§ **WHAT IS EXPECTED**
Convert the records below into a two-column CSV with the header instruction,points. Write one row per request: put its text under instruction and its answer under points, quote each field, and replace any line breaks inside a field with spaces.

§ **DATA ROWS**
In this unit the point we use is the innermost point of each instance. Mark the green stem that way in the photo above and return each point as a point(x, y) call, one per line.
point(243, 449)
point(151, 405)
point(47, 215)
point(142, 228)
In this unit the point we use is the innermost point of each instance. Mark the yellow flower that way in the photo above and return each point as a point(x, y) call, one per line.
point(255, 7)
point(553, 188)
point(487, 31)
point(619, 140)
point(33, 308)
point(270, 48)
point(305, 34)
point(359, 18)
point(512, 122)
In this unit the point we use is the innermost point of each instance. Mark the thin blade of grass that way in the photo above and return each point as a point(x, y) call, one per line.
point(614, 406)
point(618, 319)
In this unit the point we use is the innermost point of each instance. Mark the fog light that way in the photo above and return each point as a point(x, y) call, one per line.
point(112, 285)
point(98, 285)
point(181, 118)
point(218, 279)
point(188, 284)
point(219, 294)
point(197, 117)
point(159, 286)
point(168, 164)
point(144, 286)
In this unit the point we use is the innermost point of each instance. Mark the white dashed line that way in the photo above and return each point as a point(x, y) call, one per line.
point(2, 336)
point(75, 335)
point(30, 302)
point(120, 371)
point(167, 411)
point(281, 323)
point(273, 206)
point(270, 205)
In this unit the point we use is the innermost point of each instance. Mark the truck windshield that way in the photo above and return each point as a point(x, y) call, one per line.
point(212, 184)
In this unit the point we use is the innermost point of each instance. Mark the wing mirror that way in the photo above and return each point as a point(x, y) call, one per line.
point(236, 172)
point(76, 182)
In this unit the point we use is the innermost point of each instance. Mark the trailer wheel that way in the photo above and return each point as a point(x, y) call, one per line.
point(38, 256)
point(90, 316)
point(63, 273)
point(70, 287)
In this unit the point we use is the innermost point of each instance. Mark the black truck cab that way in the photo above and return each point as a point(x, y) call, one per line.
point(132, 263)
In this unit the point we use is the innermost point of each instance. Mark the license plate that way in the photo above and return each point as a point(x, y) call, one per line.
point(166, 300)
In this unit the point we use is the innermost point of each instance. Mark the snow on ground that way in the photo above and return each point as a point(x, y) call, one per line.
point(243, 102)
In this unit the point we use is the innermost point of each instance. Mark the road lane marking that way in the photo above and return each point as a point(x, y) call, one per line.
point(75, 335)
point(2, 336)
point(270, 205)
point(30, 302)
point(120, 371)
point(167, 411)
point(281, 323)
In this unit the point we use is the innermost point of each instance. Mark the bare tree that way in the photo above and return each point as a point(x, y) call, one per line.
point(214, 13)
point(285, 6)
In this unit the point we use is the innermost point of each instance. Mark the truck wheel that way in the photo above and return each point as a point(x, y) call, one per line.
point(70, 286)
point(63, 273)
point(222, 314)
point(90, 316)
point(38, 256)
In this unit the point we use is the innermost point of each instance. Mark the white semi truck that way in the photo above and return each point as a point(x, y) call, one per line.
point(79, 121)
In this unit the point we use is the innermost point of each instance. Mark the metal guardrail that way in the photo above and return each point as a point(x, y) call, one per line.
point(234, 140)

§ **RIGHT ANSWER**
instruction,points
"In this unit the point we use is the innermost point of each instance. Mark the green stem that way in the photo above and return each point as a point(x, y) call, one per line.","point(243, 449) point(151, 405) point(47, 215) point(142, 228)"
"In this unit the point we use is the innermost point of each instance. Mark the yellow flower that way in the photo above and return each point as a point(x, y) call, one per line.","point(255, 7) point(553, 188) point(487, 31) point(619, 140) point(33, 308) point(270, 48) point(305, 34) point(359, 18) point(512, 122)"
"In this unit the point we use is the innermost point of each instance. Mark the thin blade of grass that way in the photo above and return each point as a point(x, y) call, one per line.","point(614, 406) point(618, 319)"
"In this unit the point we use is the innermost point of each instance. Mark the fog light that way in the photo above and return each point as a point(x, y) call, one per line.","point(112, 285) point(98, 285) point(181, 118) point(218, 279) point(188, 284) point(219, 294) point(197, 117) point(159, 286) point(168, 164) point(144, 286)"
"In this unit the point we use is the innermost point of each instance. Mark the white dashed line that way in the photo above and return each point as a point(x, y) call, one per line.","point(2, 336) point(75, 335) point(30, 302) point(120, 371) point(167, 411) point(281, 323) point(273, 206) point(270, 205)"
"In this unit the point we use is the innermost point of each instance. Mark the truck windshield that way in the photo above and return each point as a point(x, y) call, one per line.","point(212, 184)"
"In this unit the point we use is the innermost point of each instance. Mark the wing mirror that way in the photo above and return each point as a point(x, y) call, one per line.","point(236, 172) point(76, 182)"
"In this unit the point we use is the innermost point of each instance. Mark the trailer wheel that way in the photo above and return each point as a point(x, y) call, one per line.","point(38, 256) point(90, 316) point(63, 273) point(70, 287)"
"In this unit the point we use is the innermost point of each instance. Mark the black truck cab that way in the photo above and return each point as a point(x, y) call, one per line.","point(132, 263)"
"In this unit the point we use is the innermost point of each instance. Mark the license plate that way in the photo above and return each point as a point(x, y) call, one per line.","point(166, 300)"
"In this unit the point we use is the innermost point of each instance. Mark the snow on ground that way in the photo above and return each point as a point(x, y) call, one per line.","point(243, 102)"
"In this unit the point we use is the innermost point of each instance. Mark the road lane marking that way in the photo above and return each point as a point(x, y) call, one per line.","point(75, 335) point(2, 336) point(270, 205) point(30, 302) point(120, 371) point(167, 411) point(281, 323)"
"In this unit the point we use is the innermost point of each instance. Mark the bare tree that way in the photo above and return each point as a point(x, y) call, one per line.","point(214, 13) point(285, 6)"
"In this unit the point we use is the innermost point of each instance. Mark the truck wheel that way in the photo above and return each point as a point(x, y) call, one per line.","point(70, 286) point(63, 273) point(222, 314) point(90, 316) point(38, 256)"
"In this unit the point we use is the innermost point of each instance. Mark the white semi truck that way in the photo above and return each point as a point(x, y) call, one per line.","point(79, 121)"
"In this unit the point we use is the innermost point of each instance. Mark the metal guardrail that way in the photo above and return each point as a point(x, y) call, one per line.","point(234, 140)"